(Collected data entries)
########################################

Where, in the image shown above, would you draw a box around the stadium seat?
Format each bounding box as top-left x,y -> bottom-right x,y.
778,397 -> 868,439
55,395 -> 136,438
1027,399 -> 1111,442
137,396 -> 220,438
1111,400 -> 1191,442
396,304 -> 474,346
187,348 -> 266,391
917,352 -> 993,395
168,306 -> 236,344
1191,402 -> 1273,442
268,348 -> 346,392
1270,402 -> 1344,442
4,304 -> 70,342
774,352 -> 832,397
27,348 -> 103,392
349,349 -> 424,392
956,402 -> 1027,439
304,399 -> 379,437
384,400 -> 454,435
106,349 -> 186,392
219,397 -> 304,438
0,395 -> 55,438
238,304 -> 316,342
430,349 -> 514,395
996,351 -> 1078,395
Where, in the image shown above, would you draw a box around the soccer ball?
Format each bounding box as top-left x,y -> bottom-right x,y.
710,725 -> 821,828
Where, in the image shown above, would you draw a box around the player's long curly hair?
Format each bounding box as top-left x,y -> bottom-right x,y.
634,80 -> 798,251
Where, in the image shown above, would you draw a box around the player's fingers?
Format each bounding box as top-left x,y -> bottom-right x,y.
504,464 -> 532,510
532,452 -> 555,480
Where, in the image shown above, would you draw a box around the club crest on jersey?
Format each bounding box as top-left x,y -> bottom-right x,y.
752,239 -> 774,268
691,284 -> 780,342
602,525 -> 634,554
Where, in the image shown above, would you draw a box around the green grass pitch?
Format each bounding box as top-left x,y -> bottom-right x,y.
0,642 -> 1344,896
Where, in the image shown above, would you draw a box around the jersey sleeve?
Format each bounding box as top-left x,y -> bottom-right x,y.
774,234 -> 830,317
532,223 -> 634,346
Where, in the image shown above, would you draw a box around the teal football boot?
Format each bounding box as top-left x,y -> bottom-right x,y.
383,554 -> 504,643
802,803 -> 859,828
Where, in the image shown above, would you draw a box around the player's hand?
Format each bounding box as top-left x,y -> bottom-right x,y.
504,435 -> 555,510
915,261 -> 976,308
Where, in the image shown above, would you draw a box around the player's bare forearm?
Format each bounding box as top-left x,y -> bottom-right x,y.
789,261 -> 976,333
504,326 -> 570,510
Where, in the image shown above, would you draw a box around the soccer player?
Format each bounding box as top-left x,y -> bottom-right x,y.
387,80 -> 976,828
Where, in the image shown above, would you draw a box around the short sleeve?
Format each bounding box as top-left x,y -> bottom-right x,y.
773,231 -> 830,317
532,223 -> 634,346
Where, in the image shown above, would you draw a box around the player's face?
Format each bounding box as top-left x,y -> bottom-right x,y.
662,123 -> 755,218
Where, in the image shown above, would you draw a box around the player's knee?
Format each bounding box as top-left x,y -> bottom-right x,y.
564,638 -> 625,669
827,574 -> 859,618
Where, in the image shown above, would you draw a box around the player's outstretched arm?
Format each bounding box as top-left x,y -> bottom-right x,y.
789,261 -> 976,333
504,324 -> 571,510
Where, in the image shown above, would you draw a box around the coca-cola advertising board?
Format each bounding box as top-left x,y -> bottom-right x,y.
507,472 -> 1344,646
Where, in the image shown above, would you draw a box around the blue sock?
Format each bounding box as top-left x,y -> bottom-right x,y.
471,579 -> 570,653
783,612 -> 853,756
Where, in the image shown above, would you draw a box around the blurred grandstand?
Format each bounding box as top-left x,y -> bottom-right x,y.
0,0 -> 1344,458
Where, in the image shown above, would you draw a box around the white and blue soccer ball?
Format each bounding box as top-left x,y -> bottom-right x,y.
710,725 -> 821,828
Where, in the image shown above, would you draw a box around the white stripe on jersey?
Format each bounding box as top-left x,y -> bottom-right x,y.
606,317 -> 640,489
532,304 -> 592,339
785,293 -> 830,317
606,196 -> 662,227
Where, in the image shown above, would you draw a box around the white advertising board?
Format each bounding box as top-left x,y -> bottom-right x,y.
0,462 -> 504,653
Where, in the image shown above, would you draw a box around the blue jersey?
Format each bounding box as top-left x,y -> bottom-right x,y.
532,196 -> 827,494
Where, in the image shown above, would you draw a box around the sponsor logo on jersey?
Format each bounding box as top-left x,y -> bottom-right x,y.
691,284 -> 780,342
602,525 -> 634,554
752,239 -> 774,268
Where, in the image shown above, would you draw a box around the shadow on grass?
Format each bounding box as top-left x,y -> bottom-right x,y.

########################################

(EXERCISE DIRECTIONS)
Rewrite all of the data above, substituting "upper-left" for every occurrence of "top-left" and leaving everything else unchanged.

(PROBLEM SOLUTION)
Where, in the image shown above, would you draw a box around the stadium seat?
Format each bounding box as upper-left x,y -> bottom-right x,y.
778,397 -> 868,439
55,395 -> 136,438
1027,399 -> 1111,442
137,396 -> 220,438
1111,400 -> 1191,442
396,304 -> 474,346
187,348 -> 266,391
917,352 -> 993,395
168,306 -> 236,344
1191,402 -> 1273,442
268,348 -> 346,392
1270,402 -> 1344,442
4,304 -> 70,342
774,352 -> 832,397
27,348 -> 103,392
349,349 -> 424,392
956,402 -> 1027,439
304,399 -> 379,437
384,400 -> 454,435
106,349 -> 186,392
219,397 -> 304,438
0,395 -> 55,438
238,304 -> 316,342
430,349 -> 514,395
996,351 -> 1078,395
Where, in the image shown above, would you draw a box around the soccer ball?
Format each bounding box as upper-left x,y -> bottom-right x,y.
710,725 -> 821,828
Where, in the image shown above, would you draw a box around the player's long curly hair?
Format each bounding box as upper-left x,y -> bottom-right x,y.
634,80 -> 798,251
Where, in the image shown above, would you draw a box around the player's fingers?
Format each bounding box as upper-left x,y -> bottom-right x,y.
504,464 -> 532,510
532,452 -> 555,480
Where, in the image shown above, would you draw a box around the club crest on jersey?
Format each bounding box as upper-left x,y -> bottom-right x,y.
752,239 -> 774,268
691,284 -> 780,342
602,525 -> 634,554
Where, in the image shown above, would you draw a box around the green grass pitch?
Format each bounding box as upper-left x,y -> bottom-right x,y.
0,642 -> 1344,896
Where, in the image shown above, would you draw a box around the jersey sleeve?
Format each bounding box as upper-left x,y -> bottom-right x,y.
774,234 -> 830,317
532,223 -> 634,346
Where, in the image shown above, would you draw a box around the teal football boot?
Format each bounding box as upper-left x,y -> bottom-right x,y.
383,554 -> 504,643
802,803 -> 859,828
Where, in the image shown above, would you draw a box around the player's hand?
Format each bounding box as upper-left x,y -> bottom-right x,y.
504,435 -> 555,510
915,261 -> 976,308
Where, in the image shown above, would you draw a box around the player's bare forearm?
Format each bounding box as upper-left x,y -> bottom-right x,y.
789,261 -> 976,333
504,326 -> 570,510
Where, in the image shown above, would you draw a box around the soccer player?
Format each bounding box as upper-left x,y -> bottom-right x,y.
387,80 -> 976,828
Where, in the image shown above, would you draw a box around the short sleeve?
Format each bounding box as upper-left x,y -> bottom-right x,y.
773,231 -> 830,317
532,223 -> 634,346
Where, in the image shown above, would you draw a box around the player's face?
Format each bounding box as upper-left x,y -> bottom-right x,y.
662,123 -> 755,218
Where, in the image shown above, would you draw a box around the player's knee?
Format each bounding box as upper-left x,y -> bottom-right x,y.
564,638 -> 625,669
827,574 -> 859,618
Where, in the image shown above, would you draw a box around the player's outstretched arm?
Format each bounding box as upper-left x,y -> bottom-right x,y.
789,261 -> 976,333
504,324 -> 571,510
Where, in the image shown above, would you draw a box around the coca-cola advertising board?
Format each bounding box as upper-left x,y -> bottom-right x,y.
507,472 -> 1344,646
Where, in the image shown above, would you draw a box around the blue sock?
Format each bounding box as upper-left x,y -> bottom-right x,y.
471,579 -> 570,653
783,612 -> 853,756
Where, in the image shown above, would you draw a box around the blurred grandstand?
Format each bounding box as upper-left x,y -> bottom-right x,y.
0,0 -> 1344,458
Where, in the image shown above, would you draw a box around the white and blue soccer ball?
Format each bounding box as upper-left x,y -> bottom-right x,y.
710,725 -> 821,828
Where, in the image shown above, would you draw a box around the white stripe on jersey?
Format each bounding box as upper-left x,y -> bottom-right x,y.
606,317 -> 640,489
532,304 -> 592,339
785,293 -> 830,317
606,196 -> 662,227
Where, in the image shown above, would you draw a box around the white advertising board?
Format each bounding box as upper-left x,y -> bottom-right x,y.
0,462 -> 504,653
Where, in the image shown above, would you draw a box around the blue jersey?
Format each bounding box as upper-left x,y -> bottom-right x,y.
532,196 -> 827,494
Where, in the image shown above, would you draw a box around the sponsor logo on jersey?
Format each bounding box as upper-left x,y -> bottom-right x,y.
691,284 -> 780,342
602,525 -> 634,554
752,239 -> 774,268
Where, in the image shown above, would you draw a box around the shadow on grass?
Format each bounding box as upper-left x,y -> bottom-right x,y.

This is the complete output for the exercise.